**Aim of the task**.
Every entry should be reproduced precisely, with each picture left out.
══ Input records
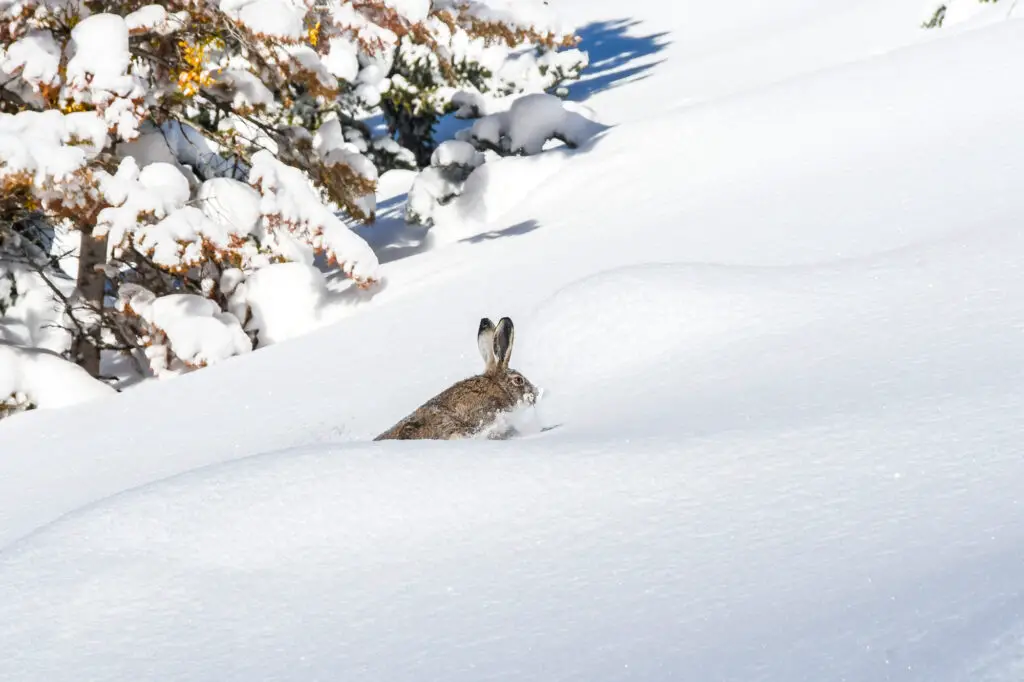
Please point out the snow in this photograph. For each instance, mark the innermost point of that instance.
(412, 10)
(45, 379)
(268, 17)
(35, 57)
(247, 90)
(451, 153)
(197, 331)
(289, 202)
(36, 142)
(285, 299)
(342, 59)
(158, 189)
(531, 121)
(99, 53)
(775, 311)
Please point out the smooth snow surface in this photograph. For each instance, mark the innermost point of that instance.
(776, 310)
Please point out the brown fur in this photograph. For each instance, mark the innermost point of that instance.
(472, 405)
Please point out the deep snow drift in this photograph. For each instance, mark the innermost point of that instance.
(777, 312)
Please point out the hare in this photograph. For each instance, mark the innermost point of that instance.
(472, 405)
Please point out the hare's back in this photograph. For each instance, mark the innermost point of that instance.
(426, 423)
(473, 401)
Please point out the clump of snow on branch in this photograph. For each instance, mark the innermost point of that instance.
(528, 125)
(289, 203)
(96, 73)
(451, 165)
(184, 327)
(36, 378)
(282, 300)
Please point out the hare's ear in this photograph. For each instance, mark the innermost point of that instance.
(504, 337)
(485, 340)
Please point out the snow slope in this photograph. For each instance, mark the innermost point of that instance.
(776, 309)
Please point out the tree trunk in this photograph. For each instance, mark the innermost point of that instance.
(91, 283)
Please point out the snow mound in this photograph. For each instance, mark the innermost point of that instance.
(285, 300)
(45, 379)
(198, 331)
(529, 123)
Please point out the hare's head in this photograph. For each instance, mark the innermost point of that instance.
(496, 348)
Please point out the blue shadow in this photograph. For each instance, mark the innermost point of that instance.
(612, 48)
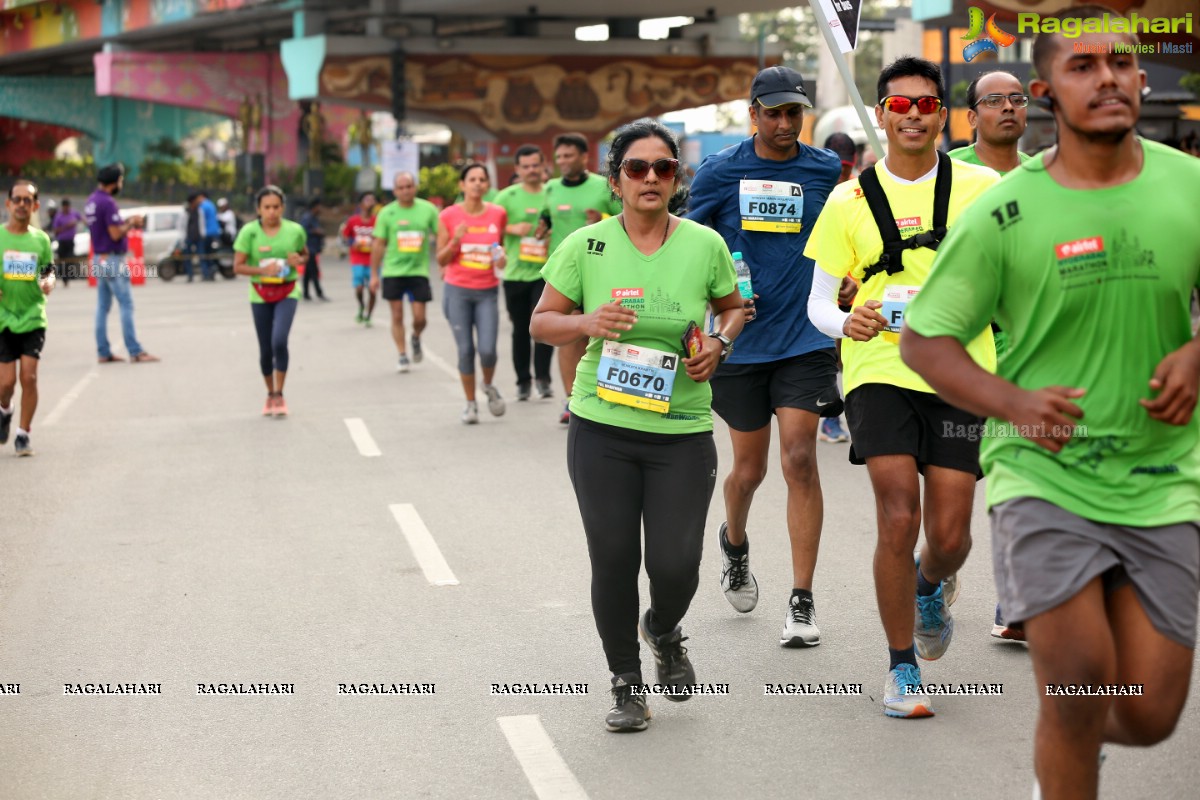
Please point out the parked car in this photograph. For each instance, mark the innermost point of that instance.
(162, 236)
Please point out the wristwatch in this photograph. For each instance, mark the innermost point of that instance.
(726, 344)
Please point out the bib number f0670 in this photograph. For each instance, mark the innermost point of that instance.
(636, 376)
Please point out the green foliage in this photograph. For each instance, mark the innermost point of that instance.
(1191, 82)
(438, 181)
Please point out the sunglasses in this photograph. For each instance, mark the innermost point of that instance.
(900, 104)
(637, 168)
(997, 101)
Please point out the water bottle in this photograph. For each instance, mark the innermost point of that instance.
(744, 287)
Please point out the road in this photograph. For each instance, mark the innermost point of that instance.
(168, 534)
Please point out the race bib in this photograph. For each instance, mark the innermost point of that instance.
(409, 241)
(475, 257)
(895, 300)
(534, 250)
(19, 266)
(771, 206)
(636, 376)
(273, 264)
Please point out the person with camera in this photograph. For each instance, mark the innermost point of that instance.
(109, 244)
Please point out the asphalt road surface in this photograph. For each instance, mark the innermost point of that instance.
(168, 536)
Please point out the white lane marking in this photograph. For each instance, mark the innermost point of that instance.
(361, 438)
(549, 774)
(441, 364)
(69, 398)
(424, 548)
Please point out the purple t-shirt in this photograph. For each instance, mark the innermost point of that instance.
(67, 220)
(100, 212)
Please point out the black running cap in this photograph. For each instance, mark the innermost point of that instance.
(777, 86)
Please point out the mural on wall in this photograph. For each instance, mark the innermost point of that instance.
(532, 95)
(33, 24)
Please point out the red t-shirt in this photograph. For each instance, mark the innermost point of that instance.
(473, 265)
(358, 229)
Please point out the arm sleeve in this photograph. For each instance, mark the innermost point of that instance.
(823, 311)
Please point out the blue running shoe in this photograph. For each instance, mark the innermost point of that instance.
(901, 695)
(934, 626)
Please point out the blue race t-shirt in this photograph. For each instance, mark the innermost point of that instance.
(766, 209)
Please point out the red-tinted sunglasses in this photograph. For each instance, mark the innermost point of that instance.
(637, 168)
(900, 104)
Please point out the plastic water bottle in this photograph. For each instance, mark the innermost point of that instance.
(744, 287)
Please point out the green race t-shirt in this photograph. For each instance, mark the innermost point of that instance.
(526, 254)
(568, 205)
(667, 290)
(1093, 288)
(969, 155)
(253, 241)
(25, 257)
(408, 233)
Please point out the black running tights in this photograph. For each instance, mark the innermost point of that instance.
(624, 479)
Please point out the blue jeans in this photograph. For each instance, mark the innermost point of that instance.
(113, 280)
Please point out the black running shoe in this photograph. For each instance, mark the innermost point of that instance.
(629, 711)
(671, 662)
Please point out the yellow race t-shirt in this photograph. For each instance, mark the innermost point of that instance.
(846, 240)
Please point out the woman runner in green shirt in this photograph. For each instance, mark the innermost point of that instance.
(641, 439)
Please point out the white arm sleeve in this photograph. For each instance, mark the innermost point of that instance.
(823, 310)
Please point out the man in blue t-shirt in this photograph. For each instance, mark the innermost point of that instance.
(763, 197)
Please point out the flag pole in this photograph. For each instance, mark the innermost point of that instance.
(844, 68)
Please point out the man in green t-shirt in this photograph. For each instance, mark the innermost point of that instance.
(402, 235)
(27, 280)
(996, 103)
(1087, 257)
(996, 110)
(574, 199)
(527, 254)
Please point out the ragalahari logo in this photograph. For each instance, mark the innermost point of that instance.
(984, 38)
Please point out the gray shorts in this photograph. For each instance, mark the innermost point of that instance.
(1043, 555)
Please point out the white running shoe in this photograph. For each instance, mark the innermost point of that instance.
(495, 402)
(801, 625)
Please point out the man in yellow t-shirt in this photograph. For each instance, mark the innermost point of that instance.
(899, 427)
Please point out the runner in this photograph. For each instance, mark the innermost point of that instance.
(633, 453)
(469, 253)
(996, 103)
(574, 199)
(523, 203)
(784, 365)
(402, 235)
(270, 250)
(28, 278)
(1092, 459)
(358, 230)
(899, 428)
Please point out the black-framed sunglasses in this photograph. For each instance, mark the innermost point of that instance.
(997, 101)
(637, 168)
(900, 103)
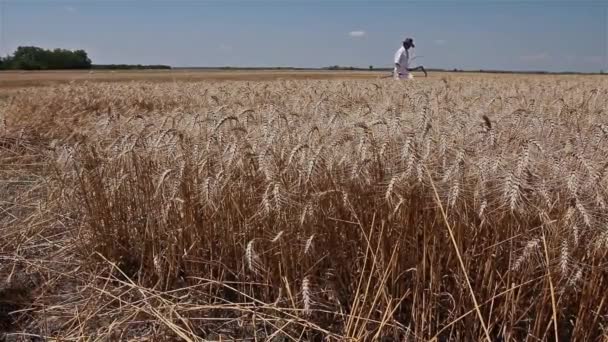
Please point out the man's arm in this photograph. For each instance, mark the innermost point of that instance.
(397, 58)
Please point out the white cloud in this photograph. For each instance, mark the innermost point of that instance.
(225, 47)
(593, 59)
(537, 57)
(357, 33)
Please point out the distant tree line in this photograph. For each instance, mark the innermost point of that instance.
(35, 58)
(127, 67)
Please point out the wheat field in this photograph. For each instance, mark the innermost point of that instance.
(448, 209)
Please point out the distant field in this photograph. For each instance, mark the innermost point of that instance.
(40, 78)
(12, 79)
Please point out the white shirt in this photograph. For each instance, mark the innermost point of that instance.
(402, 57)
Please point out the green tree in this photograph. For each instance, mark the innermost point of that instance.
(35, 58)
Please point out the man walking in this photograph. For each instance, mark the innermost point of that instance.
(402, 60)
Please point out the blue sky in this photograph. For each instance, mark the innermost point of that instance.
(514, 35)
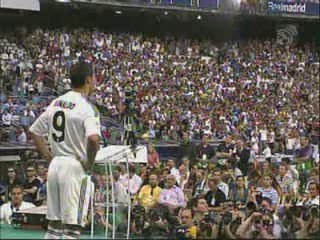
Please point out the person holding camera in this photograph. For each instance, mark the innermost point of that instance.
════
**Answer to the exercise**.
Please point out the snow in this photograph. For each instance, mark the innermost point of that instance.
(412, 10)
(45, 379)
(268, 17)
(35, 57)
(247, 90)
(451, 153)
(197, 331)
(289, 202)
(36, 142)
(285, 299)
(342, 59)
(158, 189)
(531, 121)
(99, 53)
(775, 311)
Please point out the smooth snow surface in this photograph. For each instance, mark the innermost point of that instance.
(776, 310)
Please point out the brown fur in this photograph. For each instance, mark the innermost point of that instance.
(472, 405)
Please point out the deep snow drift in this photograph. For each instance, mark the innermost point of that instance.
(777, 312)
Please point out the hare in this photograph. For each instance, mark the innermost point of that instance.
(472, 405)
Please point out the hare's back in this photograph. For each instance, mark the innermost point of that instance.
(426, 423)
(473, 401)
Please point out the clump of snow on branch in this photograph. For each instance, mark the innermost point of that instance.
(528, 125)
(289, 203)
(96, 73)
(451, 165)
(184, 327)
(36, 378)
(282, 300)
Please point out the hare's ear in this photograph. For each instance, mark the innermost point of that instance.
(504, 337)
(485, 340)
Please point out the snow slope in this photograph. For each instance, mark the innermost point of that instance.
(776, 309)
Please point out the tree trunk in this photograph. For each instance, mark the innermost point of that instance.
(91, 283)
Please point out the snow mound in this photograph. For each instance, mark the innermost point of that instance.
(285, 300)
(45, 379)
(198, 331)
(529, 123)
Please point out the hare's head in this photograph. For each instance, mark the innermost point of that instance.
(496, 348)
Please point out the blue shadow in this photograph. For each instance, mark the innermost point of that instance.
(612, 48)
Please point out the parked car in this photograph. For each instance, mark the innermost point of that instance.
(162, 236)
Please point out the wristwatch in this photograph. For each instance, mark the innermost point of that instance.
(726, 344)
Please point out the bib number f0670 in this photograph. For each instance, mark the innermost point of that instance.
(636, 376)
Please point out the green foliage in this photograph. For each instance, mark the innermost point of that instance.
(1191, 82)
(438, 181)
Please point out the sunglasses in this photograph. For each instance, mark the innermost point of that instance.
(900, 104)
(637, 168)
(997, 101)
Please point out the water bottle in this photograph. For each instance, mark the innermost point of that instance.
(744, 287)
Please point out the road in this photograph. For each instance, mark the innermost point of that instance.
(168, 534)
Please point out the race bib in this photograph. For each instance, mark the innermost point of that instance.
(409, 241)
(475, 257)
(895, 300)
(534, 250)
(19, 266)
(771, 206)
(636, 376)
(273, 264)
Please point out the person with camera in this photograph. For each instance, mark the innermost point of that instance.
(109, 244)
Please point out the asphalt road surface in this photograph. For each instance, mark the innermost point of that instance.
(168, 536)
Please point out the white lane marking in this photograph. For each instance, mark the innermost point of that instance.
(361, 438)
(549, 774)
(441, 364)
(69, 398)
(424, 548)
Please point out the purple t-shirt in this photograph. For each instance, mark the innermost point of that instance.
(67, 220)
(100, 212)
Please point out the black running cap in this photograph. For each instance, mark the innermost point of that instance.
(777, 86)
Please point out the mural on wall in this photograph. For each instance, mark the innermost point of that instance.
(532, 95)
(33, 24)
Please point out the red t-shirt in this photograph. For each instance, mark the innermost point of that instance.
(473, 265)
(358, 229)
Please point out the arm sleeve in this photograph. For each instance, mark the innermost point of that instance.
(823, 311)
Please point out the blue running shoe in this photograph. For each instance, mark the innermost point of that instance.
(901, 695)
(934, 626)
Please point out the blue race t-shirt in this photograph. For each instance, mark the innermost point of that instance.
(766, 209)
Please point out the red-tinted sunglasses in this photograph. For each instance, mark the innermost point of that instance.
(637, 168)
(900, 104)
Please point out the plastic water bottle in this photograph. For each instance, mark the innermost point of that instance.
(744, 287)
Please point out the green race t-shirt in this photograph. For each instance, mark the innermost point of that instance.
(526, 254)
(568, 205)
(667, 290)
(1093, 288)
(969, 155)
(253, 241)
(25, 257)
(408, 233)
Please point out the black running tights in this photograph. For each instance, mark the innermost point of that instance.
(624, 479)
Please point out the blue jeans in this photograph. For each instance, mark the innermost point of that instance.
(113, 280)
Please point out the black running shoe in this photograph. For each instance, mark the innermost point of that instance.
(629, 711)
(671, 662)
Please point out the yellow race t-shirt in this photograph. For each instance, mark the innermost point of that instance.
(846, 240)
Please point out the woman runner in green shirt in this photograph. For each instance, mark the innermost point of that instance.
(641, 439)
Please point out the white arm sleeve in this photograph. For each instance, mark the innermost point of that instance.
(823, 310)
Please point out the man in blue t-shirt in this photograph. For each instance, mark the innermost point of that instance.
(763, 197)
Please point out the flag pole in this photograph. For each instance, mark the innermost point of that instance.
(844, 68)
Please point out the man in green t-shirt in this photograph. For each instance, mark the innermost point of that instance.
(402, 235)
(27, 280)
(996, 103)
(1087, 257)
(996, 110)
(574, 199)
(527, 254)
Please point out the ragalahari logo in this photograph. For each instance, mark the innermost point of that instance.
(984, 38)
Please point out the gray shorts in this photograph. For each instance, mark the innermost point of that instance.
(1043, 555)
Please point out the white running shoe in this photograph. For each instance, mark the innermost point of that instance.
(495, 402)
(801, 625)
Please point out the man in yellow t-shirt in this photograph. For each instance, mark the innermost point of that instance.
(899, 427)
Please point out the runner in this photograph. For each instance, mark the innermost point of that instance.
(633, 453)
(469, 253)
(996, 103)
(574, 199)
(523, 203)
(784, 365)
(402, 235)
(270, 250)
(28, 278)
(1092, 459)
(358, 230)
(899, 428)
Please point out the black-framed sunglasses in this photograph. For each instance, mark the innermost point of that instance.
(997, 101)
(637, 168)
(900, 103)
Please point out the man's arm in this photograph. For each instance, mark the innermost point of that instance.
(397, 58)
Please point out the white cloud in this photograph. For each instance, mark the innermost point of that instance.
(225, 47)
(593, 59)
(537, 57)
(357, 33)
Please point out the distant tree line in this photograph. For each instance, mark the innermost point of that instance.
(35, 58)
(127, 67)
Please point out the wheat field in this photograph. For each instance, mark the innermost point of that instance.
(448, 209)
Please point out the distant field in this photograph. For each instance, mark the innermost point of that instance.
(40, 78)
(12, 79)
Please point out the white shirt in this photograph. For each instance, mark the innermost point of that instance.
(402, 57)
Please point out the green tree in this photograph. For each instance, mark the innermost point of that instance.
(35, 58)
Please point out the man walking in this photograph. For each instance, mark the innermost point of that instance.
(402, 60)
Please point out the blue sky in this photograph. For each instance, mark the innermost point of that instance.
(514, 35)
Please point out the person holding camera in this photograph. For each instance, mark the innermost point of that instance.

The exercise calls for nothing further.